Reproduce the material below verbatim, beginning at the line that contains "Spot the bus windshield wiper, then" and continuing through the end of the material, with both ends included.

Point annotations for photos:
###
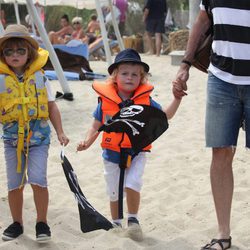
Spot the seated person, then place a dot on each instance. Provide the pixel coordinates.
(61, 36)
(93, 30)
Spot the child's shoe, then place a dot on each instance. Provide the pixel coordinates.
(134, 230)
(43, 233)
(12, 231)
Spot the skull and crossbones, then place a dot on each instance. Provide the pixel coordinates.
(130, 112)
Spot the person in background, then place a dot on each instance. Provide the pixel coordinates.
(2, 17)
(127, 83)
(122, 5)
(228, 100)
(61, 36)
(154, 15)
(93, 29)
(78, 33)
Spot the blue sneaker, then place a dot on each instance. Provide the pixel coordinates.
(134, 230)
(12, 231)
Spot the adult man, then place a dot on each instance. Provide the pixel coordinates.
(154, 14)
(122, 5)
(228, 98)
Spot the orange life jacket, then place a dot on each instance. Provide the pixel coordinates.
(110, 106)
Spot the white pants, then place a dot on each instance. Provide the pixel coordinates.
(132, 178)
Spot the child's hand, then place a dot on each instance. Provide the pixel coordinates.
(178, 89)
(82, 146)
(63, 139)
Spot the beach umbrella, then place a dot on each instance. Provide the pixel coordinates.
(90, 219)
(143, 124)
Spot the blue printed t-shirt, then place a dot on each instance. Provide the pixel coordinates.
(108, 154)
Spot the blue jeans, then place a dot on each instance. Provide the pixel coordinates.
(37, 166)
(227, 106)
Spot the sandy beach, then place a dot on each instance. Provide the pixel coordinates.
(177, 211)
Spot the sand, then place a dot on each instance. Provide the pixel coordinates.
(177, 211)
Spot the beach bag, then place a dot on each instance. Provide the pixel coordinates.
(202, 56)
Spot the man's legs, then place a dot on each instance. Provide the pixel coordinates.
(41, 199)
(222, 187)
(150, 43)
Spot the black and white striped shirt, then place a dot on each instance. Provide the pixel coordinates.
(230, 59)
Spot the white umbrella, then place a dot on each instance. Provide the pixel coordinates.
(90, 4)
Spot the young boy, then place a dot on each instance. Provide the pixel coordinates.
(128, 81)
(26, 104)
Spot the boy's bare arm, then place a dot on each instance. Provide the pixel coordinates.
(55, 118)
(171, 109)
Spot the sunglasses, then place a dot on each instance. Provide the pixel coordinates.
(10, 52)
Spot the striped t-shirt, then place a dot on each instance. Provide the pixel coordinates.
(230, 60)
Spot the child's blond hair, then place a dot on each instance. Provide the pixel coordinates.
(19, 43)
(144, 75)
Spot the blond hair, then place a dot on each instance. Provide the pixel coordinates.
(144, 74)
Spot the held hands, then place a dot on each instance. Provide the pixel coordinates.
(63, 139)
(83, 145)
(179, 84)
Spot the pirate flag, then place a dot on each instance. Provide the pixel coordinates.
(90, 219)
(142, 123)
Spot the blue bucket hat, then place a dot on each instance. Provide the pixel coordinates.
(127, 55)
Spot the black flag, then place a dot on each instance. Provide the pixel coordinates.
(142, 123)
(90, 219)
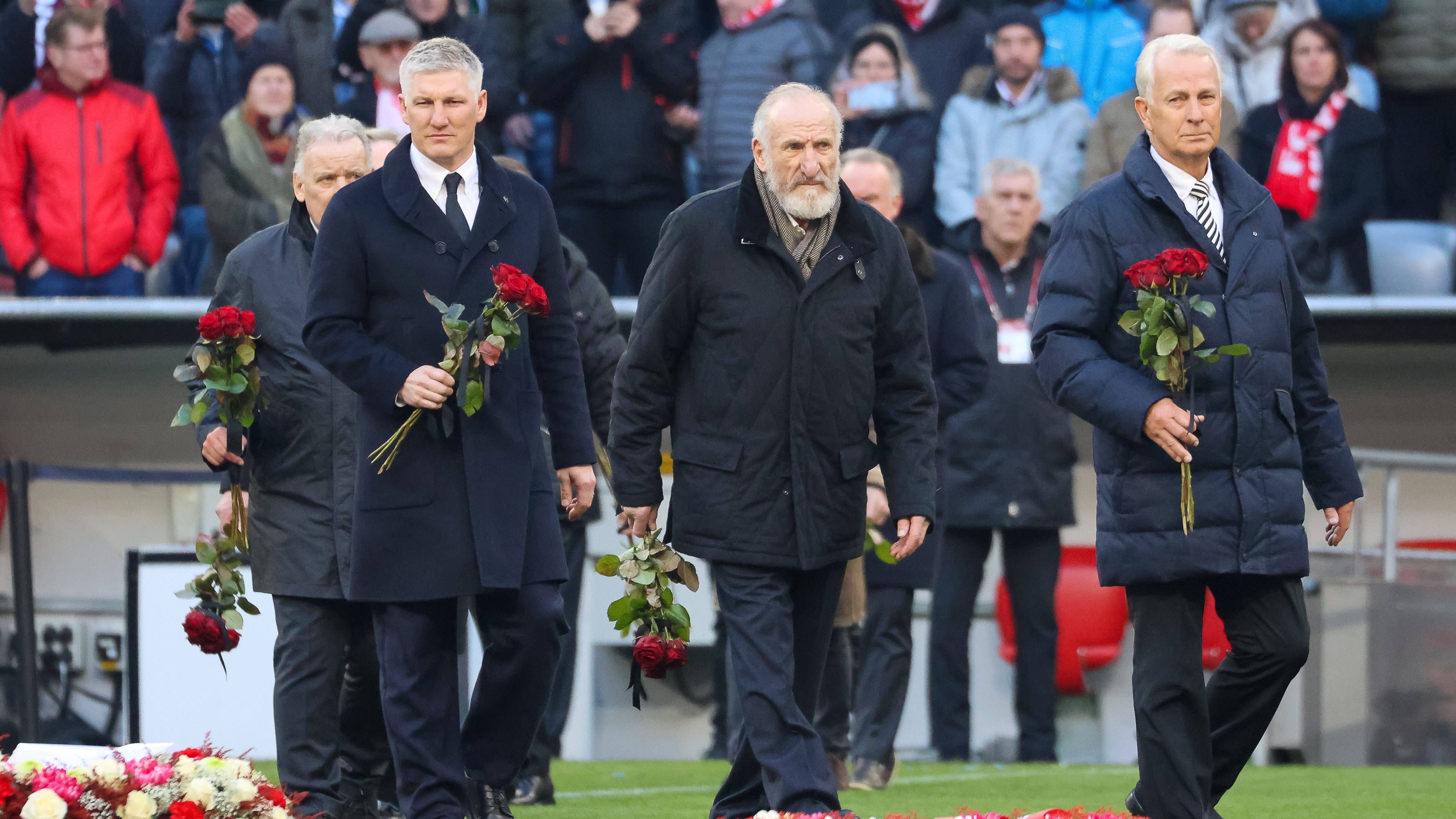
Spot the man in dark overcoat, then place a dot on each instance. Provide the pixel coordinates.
(778, 318)
(1269, 429)
(468, 512)
(301, 496)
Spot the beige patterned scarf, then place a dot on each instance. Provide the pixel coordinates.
(804, 245)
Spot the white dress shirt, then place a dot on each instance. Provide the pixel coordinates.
(433, 178)
(1183, 184)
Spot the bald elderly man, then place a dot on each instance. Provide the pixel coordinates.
(778, 320)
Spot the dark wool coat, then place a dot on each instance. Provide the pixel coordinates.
(478, 509)
(960, 378)
(1009, 458)
(302, 445)
(769, 385)
(1272, 425)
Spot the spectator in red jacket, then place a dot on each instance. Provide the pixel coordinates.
(88, 142)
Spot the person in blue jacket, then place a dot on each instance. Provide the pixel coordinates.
(1267, 430)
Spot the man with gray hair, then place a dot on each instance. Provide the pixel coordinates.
(778, 320)
(1266, 427)
(301, 480)
(469, 512)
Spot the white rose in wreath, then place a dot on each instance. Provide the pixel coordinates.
(44, 803)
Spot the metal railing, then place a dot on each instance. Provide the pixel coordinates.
(1393, 464)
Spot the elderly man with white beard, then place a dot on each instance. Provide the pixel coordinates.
(778, 321)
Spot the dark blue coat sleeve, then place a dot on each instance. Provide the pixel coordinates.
(1078, 304)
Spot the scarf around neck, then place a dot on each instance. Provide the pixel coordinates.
(804, 245)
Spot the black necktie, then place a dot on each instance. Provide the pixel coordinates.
(453, 210)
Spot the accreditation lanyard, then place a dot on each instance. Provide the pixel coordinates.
(1012, 336)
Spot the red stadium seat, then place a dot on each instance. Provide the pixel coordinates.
(1091, 620)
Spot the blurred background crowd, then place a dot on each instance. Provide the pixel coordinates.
(143, 139)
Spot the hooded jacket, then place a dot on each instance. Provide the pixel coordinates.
(736, 69)
(82, 158)
(1100, 41)
(1046, 130)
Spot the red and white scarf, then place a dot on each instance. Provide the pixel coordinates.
(1298, 167)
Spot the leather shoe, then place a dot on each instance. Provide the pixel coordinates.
(535, 791)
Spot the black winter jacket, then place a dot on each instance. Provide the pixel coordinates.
(612, 142)
(769, 384)
(1352, 192)
(1270, 420)
(1009, 458)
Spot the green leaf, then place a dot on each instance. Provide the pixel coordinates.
(1167, 342)
(608, 566)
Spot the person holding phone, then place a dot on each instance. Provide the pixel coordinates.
(877, 89)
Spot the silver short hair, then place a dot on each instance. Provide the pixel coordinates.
(440, 54)
(871, 157)
(1008, 167)
(336, 127)
(761, 119)
(1171, 44)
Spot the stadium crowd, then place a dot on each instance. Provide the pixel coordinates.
(153, 136)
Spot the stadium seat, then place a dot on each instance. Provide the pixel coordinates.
(1091, 620)
(1411, 259)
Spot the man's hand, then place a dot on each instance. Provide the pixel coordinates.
(638, 521)
(215, 448)
(225, 508)
(427, 388)
(877, 505)
(1337, 522)
(912, 534)
(1168, 426)
(579, 484)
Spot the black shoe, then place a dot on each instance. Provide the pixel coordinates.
(535, 791)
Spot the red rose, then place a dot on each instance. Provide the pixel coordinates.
(1184, 263)
(676, 655)
(1146, 274)
(650, 652)
(204, 632)
(210, 327)
(185, 811)
(536, 302)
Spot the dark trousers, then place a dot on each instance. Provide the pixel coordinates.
(327, 709)
(779, 624)
(1193, 739)
(612, 234)
(884, 672)
(548, 736)
(1420, 151)
(420, 685)
(1030, 560)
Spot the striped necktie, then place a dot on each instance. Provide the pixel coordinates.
(1200, 193)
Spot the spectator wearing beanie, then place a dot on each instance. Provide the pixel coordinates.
(944, 39)
(375, 98)
(611, 79)
(75, 232)
(248, 161)
(1014, 110)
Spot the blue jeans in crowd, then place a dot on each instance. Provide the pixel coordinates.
(120, 280)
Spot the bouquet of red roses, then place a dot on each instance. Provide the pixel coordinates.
(1170, 340)
(471, 346)
(225, 362)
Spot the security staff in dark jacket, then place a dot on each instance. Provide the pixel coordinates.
(301, 451)
(960, 375)
(1009, 470)
(1267, 427)
(777, 321)
(619, 165)
(468, 515)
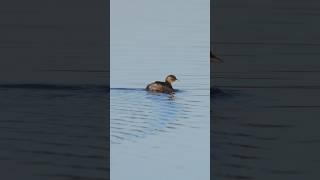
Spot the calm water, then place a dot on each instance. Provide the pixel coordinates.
(53, 90)
(159, 136)
(49, 132)
(266, 125)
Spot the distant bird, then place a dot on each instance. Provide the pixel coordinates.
(163, 87)
(214, 58)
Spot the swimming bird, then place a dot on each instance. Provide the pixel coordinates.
(163, 87)
(214, 58)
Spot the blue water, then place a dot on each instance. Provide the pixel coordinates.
(160, 136)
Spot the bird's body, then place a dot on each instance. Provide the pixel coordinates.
(163, 87)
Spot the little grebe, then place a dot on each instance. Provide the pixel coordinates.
(163, 87)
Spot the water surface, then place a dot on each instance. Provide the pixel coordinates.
(159, 136)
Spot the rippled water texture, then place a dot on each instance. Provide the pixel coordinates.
(159, 136)
(266, 125)
(50, 132)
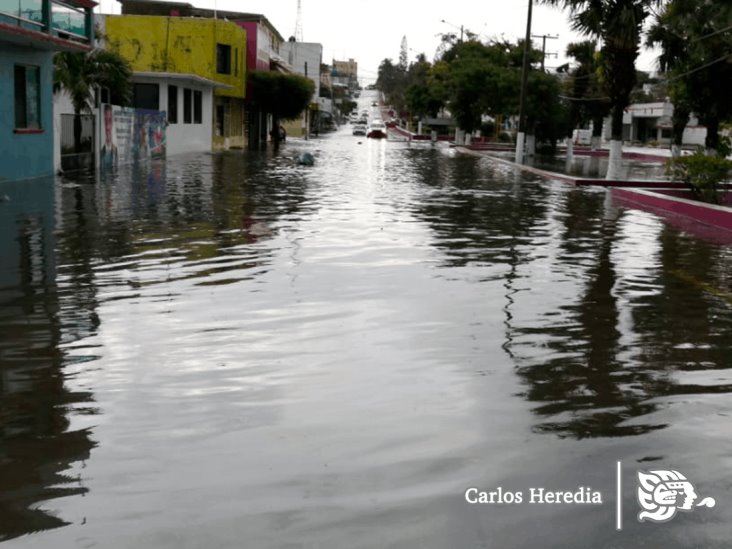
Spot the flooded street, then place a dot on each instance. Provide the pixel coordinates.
(233, 350)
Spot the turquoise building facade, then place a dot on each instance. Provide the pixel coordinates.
(31, 32)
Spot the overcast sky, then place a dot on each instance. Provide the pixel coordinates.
(372, 30)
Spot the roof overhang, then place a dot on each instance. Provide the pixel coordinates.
(182, 77)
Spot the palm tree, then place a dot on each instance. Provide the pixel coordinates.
(588, 103)
(618, 24)
(695, 55)
(80, 74)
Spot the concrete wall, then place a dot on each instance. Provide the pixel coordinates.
(182, 137)
(24, 156)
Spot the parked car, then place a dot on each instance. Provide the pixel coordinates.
(377, 130)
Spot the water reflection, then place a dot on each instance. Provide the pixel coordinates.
(594, 342)
(37, 443)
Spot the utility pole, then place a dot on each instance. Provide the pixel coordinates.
(521, 135)
(543, 45)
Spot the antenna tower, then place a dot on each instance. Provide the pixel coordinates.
(298, 23)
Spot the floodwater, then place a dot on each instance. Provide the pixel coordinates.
(236, 351)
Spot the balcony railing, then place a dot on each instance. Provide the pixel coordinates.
(64, 19)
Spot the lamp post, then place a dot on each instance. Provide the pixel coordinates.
(461, 28)
(522, 101)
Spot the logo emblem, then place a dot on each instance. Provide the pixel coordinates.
(663, 492)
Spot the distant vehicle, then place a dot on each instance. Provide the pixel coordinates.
(377, 130)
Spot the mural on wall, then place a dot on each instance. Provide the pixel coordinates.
(131, 135)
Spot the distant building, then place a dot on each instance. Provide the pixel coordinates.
(31, 31)
(651, 122)
(345, 73)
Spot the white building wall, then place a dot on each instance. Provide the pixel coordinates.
(182, 137)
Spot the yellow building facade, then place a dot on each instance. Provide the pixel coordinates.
(208, 48)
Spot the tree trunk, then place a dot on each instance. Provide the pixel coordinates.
(77, 132)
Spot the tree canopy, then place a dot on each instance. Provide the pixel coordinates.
(285, 96)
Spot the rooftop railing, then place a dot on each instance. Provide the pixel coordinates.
(55, 17)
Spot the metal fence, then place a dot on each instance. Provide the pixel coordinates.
(71, 157)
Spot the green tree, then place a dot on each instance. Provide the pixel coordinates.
(80, 74)
(284, 96)
(587, 100)
(618, 23)
(391, 81)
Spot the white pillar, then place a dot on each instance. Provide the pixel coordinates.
(615, 162)
(520, 147)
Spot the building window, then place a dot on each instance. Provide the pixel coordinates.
(219, 120)
(186, 106)
(146, 96)
(223, 59)
(27, 97)
(173, 104)
(197, 107)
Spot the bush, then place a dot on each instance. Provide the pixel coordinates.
(701, 173)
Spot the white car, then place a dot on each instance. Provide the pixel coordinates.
(377, 130)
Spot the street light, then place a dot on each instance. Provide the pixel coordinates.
(522, 102)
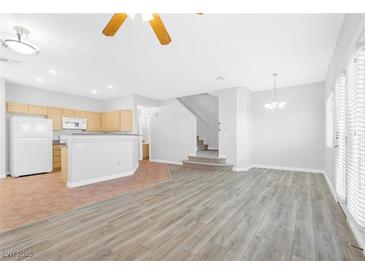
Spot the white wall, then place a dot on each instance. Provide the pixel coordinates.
(31, 95)
(294, 136)
(235, 136)
(2, 129)
(227, 99)
(352, 31)
(173, 133)
(244, 129)
(206, 106)
(352, 27)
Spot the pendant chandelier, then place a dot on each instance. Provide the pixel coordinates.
(275, 103)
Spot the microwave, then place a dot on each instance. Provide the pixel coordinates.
(73, 123)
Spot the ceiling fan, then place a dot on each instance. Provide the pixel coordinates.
(155, 21)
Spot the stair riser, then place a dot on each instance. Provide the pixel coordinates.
(207, 160)
(202, 147)
(195, 166)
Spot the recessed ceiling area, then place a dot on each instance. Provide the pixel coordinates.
(243, 49)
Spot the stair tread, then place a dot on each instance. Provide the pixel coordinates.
(207, 164)
(208, 157)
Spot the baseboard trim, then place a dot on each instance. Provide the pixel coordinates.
(290, 168)
(101, 179)
(165, 162)
(242, 168)
(330, 185)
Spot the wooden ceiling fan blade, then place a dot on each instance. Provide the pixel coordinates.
(114, 24)
(160, 29)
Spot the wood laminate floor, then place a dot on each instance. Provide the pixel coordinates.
(28, 199)
(261, 214)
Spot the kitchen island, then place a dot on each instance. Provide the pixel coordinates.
(92, 158)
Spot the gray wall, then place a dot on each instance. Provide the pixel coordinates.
(352, 27)
(294, 136)
(352, 32)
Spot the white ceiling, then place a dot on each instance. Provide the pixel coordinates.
(244, 49)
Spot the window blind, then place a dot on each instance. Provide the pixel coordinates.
(355, 129)
(340, 127)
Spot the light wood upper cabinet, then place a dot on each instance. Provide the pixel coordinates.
(115, 120)
(93, 121)
(18, 108)
(126, 120)
(80, 114)
(105, 121)
(56, 115)
(118, 120)
(68, 112)
(40, 110)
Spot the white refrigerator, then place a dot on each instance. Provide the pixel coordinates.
(30, 146)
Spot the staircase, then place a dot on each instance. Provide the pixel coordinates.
(206, 159)
(200, 144)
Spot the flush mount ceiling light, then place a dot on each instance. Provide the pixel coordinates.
(18, 45)
(275, 103)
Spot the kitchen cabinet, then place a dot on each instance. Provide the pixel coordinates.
(105, 121)
(16, 107)
(68, 112)
(115, 120)
(126, 120)
(39, 110)
(93, 122)
(56, 157)
(64, 163)
(56, 115)
(118, 120)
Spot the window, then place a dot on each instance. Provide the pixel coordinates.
(350, 136)
(329, 121)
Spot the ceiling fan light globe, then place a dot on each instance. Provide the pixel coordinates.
(282, 104)
(20, 47)
(131, 15)
(147, 17)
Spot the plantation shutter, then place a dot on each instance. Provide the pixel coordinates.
(355, 124)
(340, 127)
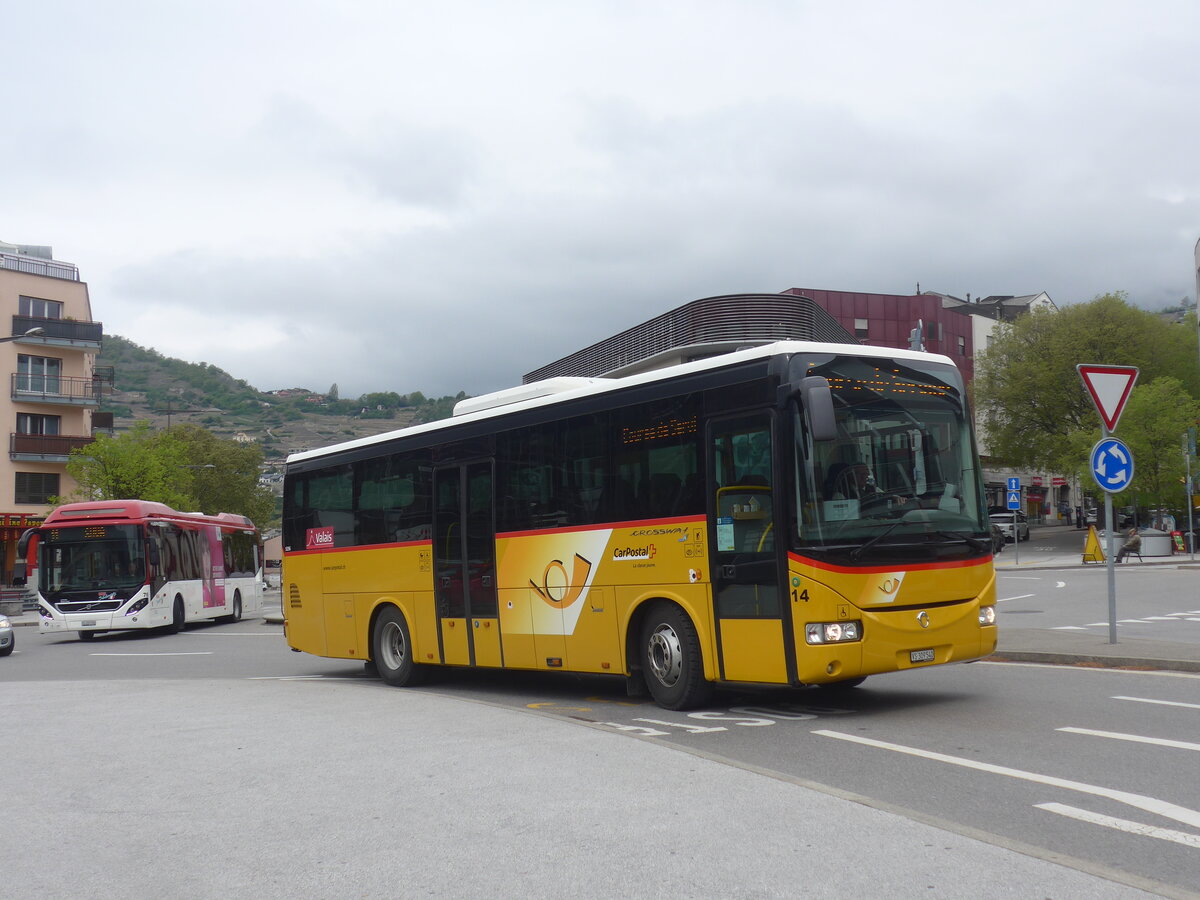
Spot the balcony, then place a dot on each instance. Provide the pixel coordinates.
(60, 390)
(45, 448)
(59, 333)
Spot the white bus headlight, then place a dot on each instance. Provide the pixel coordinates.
(833, 631)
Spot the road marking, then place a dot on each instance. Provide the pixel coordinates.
(1147, 804)
(1134, 738)
(198, 653)
(1122, 825)
(1161, 702)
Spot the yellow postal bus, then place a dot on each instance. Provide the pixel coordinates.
(792, 514)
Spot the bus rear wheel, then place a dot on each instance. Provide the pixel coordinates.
(671, 660)
(391, 649)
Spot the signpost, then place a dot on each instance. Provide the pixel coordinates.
(1014, 503)
(1110, 459)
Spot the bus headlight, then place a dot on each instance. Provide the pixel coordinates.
(833, 631)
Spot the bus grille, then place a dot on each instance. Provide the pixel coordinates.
(87, 605)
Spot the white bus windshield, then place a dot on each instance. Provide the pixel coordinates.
(903, 462)
(91, 558)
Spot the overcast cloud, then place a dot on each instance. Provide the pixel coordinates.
(441, 197)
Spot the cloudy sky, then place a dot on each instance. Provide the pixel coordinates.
(439, 197)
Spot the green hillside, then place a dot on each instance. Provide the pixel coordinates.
(165, 390)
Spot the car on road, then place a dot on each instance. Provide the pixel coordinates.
(1012, 523)
(997, 538)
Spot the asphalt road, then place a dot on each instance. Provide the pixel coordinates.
(221, 745)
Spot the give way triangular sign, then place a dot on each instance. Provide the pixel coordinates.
(1109, 387)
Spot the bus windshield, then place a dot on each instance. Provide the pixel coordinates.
(91, 557)
(903, 467)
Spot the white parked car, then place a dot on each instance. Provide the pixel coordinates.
(1011, 522)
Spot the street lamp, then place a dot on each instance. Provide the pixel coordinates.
(31, 333)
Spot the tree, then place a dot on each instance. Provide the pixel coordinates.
(222, 475)
(1032, 405)
(187, 468)
(1153, 424)
(135, 465)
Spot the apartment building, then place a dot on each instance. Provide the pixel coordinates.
(48, 353)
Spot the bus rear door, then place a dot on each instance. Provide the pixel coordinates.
(744, 546)
(465, 565)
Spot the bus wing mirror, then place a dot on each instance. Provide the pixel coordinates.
(816, 397)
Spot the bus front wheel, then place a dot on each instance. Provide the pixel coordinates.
(671, 659)
(391, 649)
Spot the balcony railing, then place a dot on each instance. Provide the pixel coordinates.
(70, 390)
(57, 330)
(46, 448)
(37, 265)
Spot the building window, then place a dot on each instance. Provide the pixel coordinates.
(36, 486)
(31, 424)
(39, 373)
(37, 309)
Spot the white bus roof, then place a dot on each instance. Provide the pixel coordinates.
(556, 390)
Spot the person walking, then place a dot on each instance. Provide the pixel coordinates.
(1132, 545)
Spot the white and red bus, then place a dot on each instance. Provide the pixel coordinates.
(118, 565)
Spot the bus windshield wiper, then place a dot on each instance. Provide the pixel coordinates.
(862, 549)
(973, 543)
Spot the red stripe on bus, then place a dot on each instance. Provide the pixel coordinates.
(357, 546)
(883, 569)
(613, 526)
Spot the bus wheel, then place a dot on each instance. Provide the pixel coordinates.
(391, 649)
(177, 617)
(671, 659)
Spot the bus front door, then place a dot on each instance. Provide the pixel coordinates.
(744, 551)
(465, 565)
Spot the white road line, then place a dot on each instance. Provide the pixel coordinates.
(1149, 804)
(1161, 702)
(198, 653)
(1134, 738)
(1122, 825)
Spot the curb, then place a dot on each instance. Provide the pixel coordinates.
(1095, 661)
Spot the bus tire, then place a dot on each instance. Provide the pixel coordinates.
(671, 660)
(177, 617)
(391, 649)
###
- _WRITTEN ANSWER_:
Spot the bus windshield wiper, then place a dot on each instance. Provide the pixel coordinates.
(862, 549)
(973, 543)
Spot the red stripe on bus, then place a dot on each instance. Provide the pixel coordinates.
(357, 546)
(883, 569)
(613, 526)
Spot the bus wheel, then place a dot on each instance. Provide the pixel coordinates.
(391, 649)
(177, 617)
(671, 659)
Spot the bus front door, then place a dot on each instance. Provide the pixel coordinates.
(744, 551)
(465, 565)
Spot the white road line, then place a dot on each instance. Provide the pixel coordinates.
(1149, 804)
(1161, 702)
(198, 653)
(1134, 738)
(1122, 825)
Spot the curb, then place a dot on each instance. Provide the pixel coordinates.
(1095, 661)
Spot the bus tire, then place a dot on each instance. Provide the pixel coordinates.
(671, 660)
(177, 617)
(391, 649)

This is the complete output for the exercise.